Work to complete
Omit any picture, and return the remaining data exactly as written.

Material shown
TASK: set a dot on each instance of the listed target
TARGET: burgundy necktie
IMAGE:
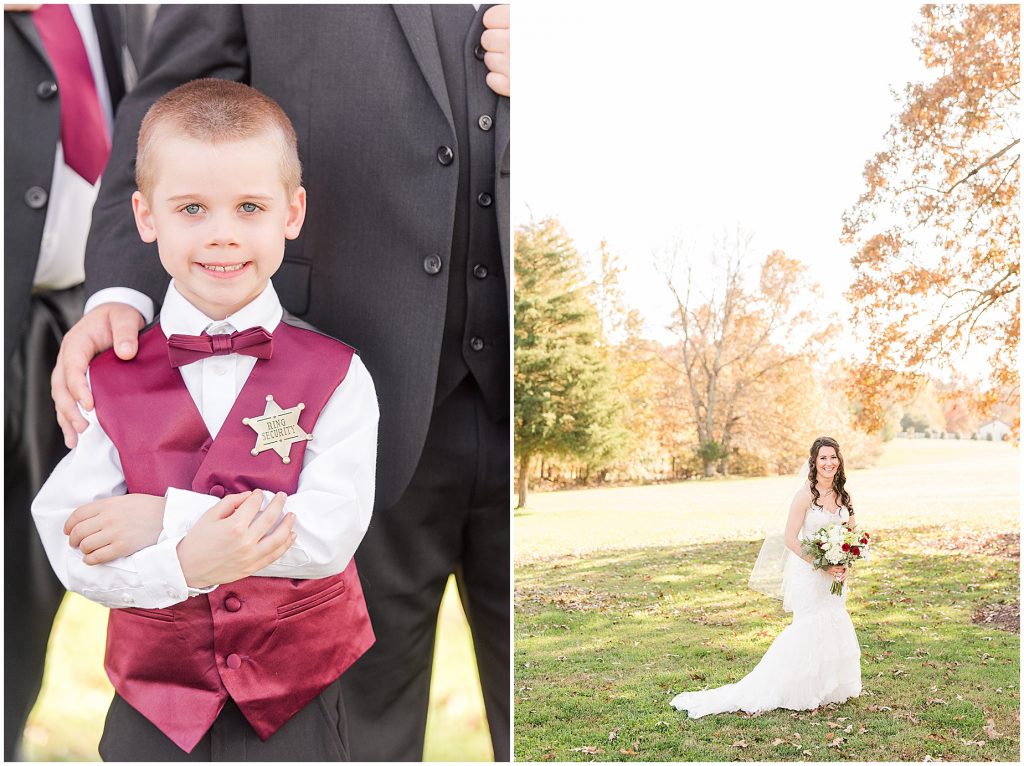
(83, 129)
(184, 349)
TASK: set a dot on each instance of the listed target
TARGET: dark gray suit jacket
(32, 128)
(365, 89)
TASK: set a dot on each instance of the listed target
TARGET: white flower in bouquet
(835, 555)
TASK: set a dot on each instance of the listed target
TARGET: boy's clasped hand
(229, 542)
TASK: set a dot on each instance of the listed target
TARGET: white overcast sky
(647, 124)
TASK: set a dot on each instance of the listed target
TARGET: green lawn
(69, 717)
(627, 596)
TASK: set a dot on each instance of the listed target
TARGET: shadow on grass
(604, 641)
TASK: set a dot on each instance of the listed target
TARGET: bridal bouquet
(837, 546)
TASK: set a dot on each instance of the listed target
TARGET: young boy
(226, 478)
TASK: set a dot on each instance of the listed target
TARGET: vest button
(432, 263)
(46, 89)
(36, 198)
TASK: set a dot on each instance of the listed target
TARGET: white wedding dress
(815, 661)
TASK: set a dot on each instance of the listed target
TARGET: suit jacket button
(36, 198)
(432, 263)
(46, 89)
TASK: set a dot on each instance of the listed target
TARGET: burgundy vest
(271, 644)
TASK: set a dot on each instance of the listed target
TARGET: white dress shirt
(332, 504)
(69, 209)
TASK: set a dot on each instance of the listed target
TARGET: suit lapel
(418, 27)
(502, 167)
(24, 24)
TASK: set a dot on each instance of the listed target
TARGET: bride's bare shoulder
(803, 496)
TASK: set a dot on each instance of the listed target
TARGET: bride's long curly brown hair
(839, 480)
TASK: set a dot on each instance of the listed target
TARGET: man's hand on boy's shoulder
(116, 526)
(495, 41)
(107, 325)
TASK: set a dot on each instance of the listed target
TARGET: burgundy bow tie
(183, 349)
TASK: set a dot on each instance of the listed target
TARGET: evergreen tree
(565, 402)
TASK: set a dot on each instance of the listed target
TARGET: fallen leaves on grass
(633, 750)
(1001, 616)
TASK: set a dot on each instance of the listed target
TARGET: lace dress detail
(813, 662)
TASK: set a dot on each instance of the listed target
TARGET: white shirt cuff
(139, 301)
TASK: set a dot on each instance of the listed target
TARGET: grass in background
(69, 717)
(645, 596)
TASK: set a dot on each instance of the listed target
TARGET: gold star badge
(278, 429)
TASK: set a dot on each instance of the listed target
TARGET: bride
(816, 660)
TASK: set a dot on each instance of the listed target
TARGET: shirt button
(36, 197)
(46, 89)
(432, 263)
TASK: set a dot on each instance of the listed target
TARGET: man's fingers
(83, 529)
(497, 62)
(95, 541)
(496, 41)
(64, 402)
(497, 17)
(270, 516)
(102, 555)
(125, 324)
(69, 376)
(499, 83)
(274, 545)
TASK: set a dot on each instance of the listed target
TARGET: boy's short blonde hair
(215, 111)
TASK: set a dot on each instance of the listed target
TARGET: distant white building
(996, 427)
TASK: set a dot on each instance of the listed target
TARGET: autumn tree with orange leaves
(937, 227)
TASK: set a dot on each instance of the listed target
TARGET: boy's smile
(220, 214)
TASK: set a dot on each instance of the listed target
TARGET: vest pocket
(164, 615)
(303, 604)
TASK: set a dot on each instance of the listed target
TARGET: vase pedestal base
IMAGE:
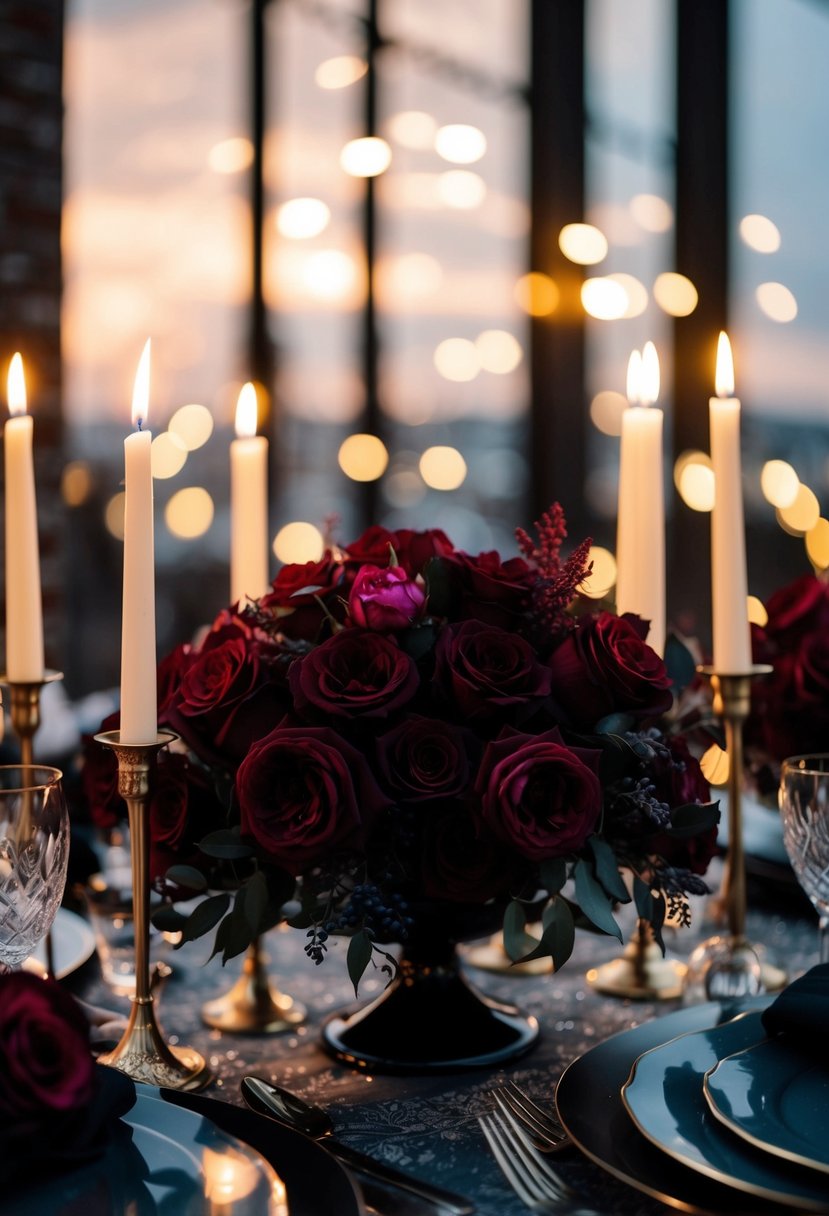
(429, 1019)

Correct result
TASK: set a dot on each instance of the listed target
TARGET: burgundy necktie
IMAGE:
(83, 129)
(184, 349)
TASK: set a dot on each instance of the listed target
TARGET: dark gray suit jacket
(32, 128)
(365, 89)
TASK: set a dot on each instance of the listed target
TARGET: white flower in bouquet
(835, 555)
TASK: set a dot on each instance of the listed target
TARGET: boy's clasped hand
(229, 542)
TASK: set a dot on each instance of the listed target
TARGET: white overcast sky
(647, 124)
TASK: set a dot on each instance of the listed target
TARGET: green lawn
(69, 717)
(627, 596)
TASK: set a dot on each instance of the listed target
TARGET: shadow on grass
(604, 641)
TASK: set a dot on each instance of the listed target
TARGET: bridal bouquet
(837, 546)
TASK: set a dot on each instance of the listed target
TARGET: young boy
(226, 478)
TASK: set a dot on each instance of the listed target
TARGET: vest button
(432, 263)
(46, 89)
(36, 198)
TASK: set a dot on each instance of the listed target
TARGET: white wedding dress
(815, 661)
TASK: set a dot on each instance of the listed target
TARGET: suit jacket button
(36, 198)
(432, 263)
(46, 89)
TASK: set a dot on each instance of the listed target
TARGET: burgundy vest
(271, 644)
TASK: set a dot on each instance of the listed target
TARGET: white dress shirt
(332, 504)
(69, 209)
TASK: set a dot on each instance of the listed target
TARGET: suit lapel
(418, 27)
(502, 167)
(24, 24)
TASK: set a dot on each instance of the listed target
TARGET: bride's bare shoulder
(803, 496)
TASK: set a dot on each instance of the listed target
TARGET: bride's long curly brown hair
(839, 480)
TASK: set a dot on each instance of the listed target
TARGET: man's hand on boy's shoulder
(116, 526)
(495, 41)
(107, 325)
TASK: set a dot on each instance of the listed target
TARGET: burgundy bow tie
(183, 349)
TASK: set a dot on each instance of the listed target
TARGET: evergreen tree
(565, 402)
TASK: set a dot on each instance of the listed target
TARGET: fallen leaves on grass
(633, 750)
(1001, 616)
TASK: set a dot on each instance of the listed target
TARGET: lace dress detail
(813, 662)
TASK: set a dot on each instance of the listed target
TARGET: white shirt cuff
(139, 301)
TASK: set a dot on each instance of the listed target
TARGET: grass in background
(69, 717)
(645, 596)
TASK: set a dot on each instance of the listed target
TARGET: gold star badge
(278, 429)
TASK: set a dot on each instance of the listed target
TARGET: bride
(816, 660)
TASK: set a dot on each instance of the listed target
TARGET: shirt button
(36, 197)
(46, 89)
(432, 263)
TASK: set a dot on each instance of the listed target
TARGET: man's fingers
(83, 529)
(497, 62)
(95, 541)
(496, 41)
(64, 402)
(497, 17)
(270, 516)
(102, 555)
(125, 324)
(69, 376)
(499, 83)
(274, 545)
TASK: set a dot on each instance of the listed target
TARGET: boy's short blonde hair
(215, 111)
TASK: set a dot on each instance of the listed target
TARGET: distant white building
(996, 427)
TASK: set a dot on each instance of the listed target
TARGET: autumn tree with orange leaves
(937, 227)
TASK: set a dot on each instance of the listed target
TARGET: boy's smile
(220, 214)
TASK: set a dot on each instance of the listed target
TARGET: vest pocket
(164, 615)
(303, 604)
TASK: set a dot on each instance of the listed target
TARGET: vase pedestal base
IMAGE:
(429, 1019)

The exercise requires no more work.